====== Testo da leggere ======
Il Parlamento europeo nel luglio scorso ha respinto con 328 voti, contro 278 e 33 astensioni, l’obiezione alla proposta della Commissione per l’inclusione di gas e nucleare nella Tassonomia verde (la classificazione europea delle attività utili a perseguire l’obiettivo dell’Ue di emissioni zero entro il 2050) che così potrà entrare in vigore il 1° gennaio 2023. La decisione, fortemente osteggiata, ha diviso il Parlamento, gli Stati membri, e le società, a dimostrazione, se ce ne fosse bisogno, di quanto questo argomento sia non solo attuale, ma sempre in grado di suscitare polemiche e contrapposizioni.

L’energia nucleare copre il 27% della produzione elettrica in Europa, che sale al 72% in Francia. Ma mentre Europa e Cina progettano i reattori nucleari di quarta generazione, l’Italia è ferma al referendum del 1987.   Nessuno dei quesiti di quella consultazione referendario aveva direttamente come oggetto l’abbandono del nucleare. Uno riguardò l’abrogazione della facoltà del Comitato Interministeriale per la Programmazione Economica di deliberare sulla localizzazione delle centrali qualora gli enti locali interessati non avessero raggiunto un accordo a riguardo. Un altro chiese l’abrogazione dei contributi agli enti locali che ospitassero sul proprio territorio centrali nucleari o a carbone. Il terzo quesito, infine, riguardò l’esclusione dell’Enel, all’epoca ancora ente pubblico, dalla partecipazione alla costruzione di centrali nucleari all’estero. I sì vinsero con il 71,86%. Votarono complessivamente circa 29,9 milioni di elettori. Il quorum fu raggiunto con un’affluenza alle urne del 65,1% sui circa 45,8 milioni di aventi diritto al voto.
====== Materiale ======
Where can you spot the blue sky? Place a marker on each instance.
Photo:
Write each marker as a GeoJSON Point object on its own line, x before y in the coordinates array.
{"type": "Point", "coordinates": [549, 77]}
======
▸ Dettagli del compito: Nel testo sull'energia nucleare, con quale percentuale prevalsero i sì al referendum del 1987? Si basi unicamente sul testo da leggere.

▸ Risposta completa: I sì prevalsero con il 71,86%.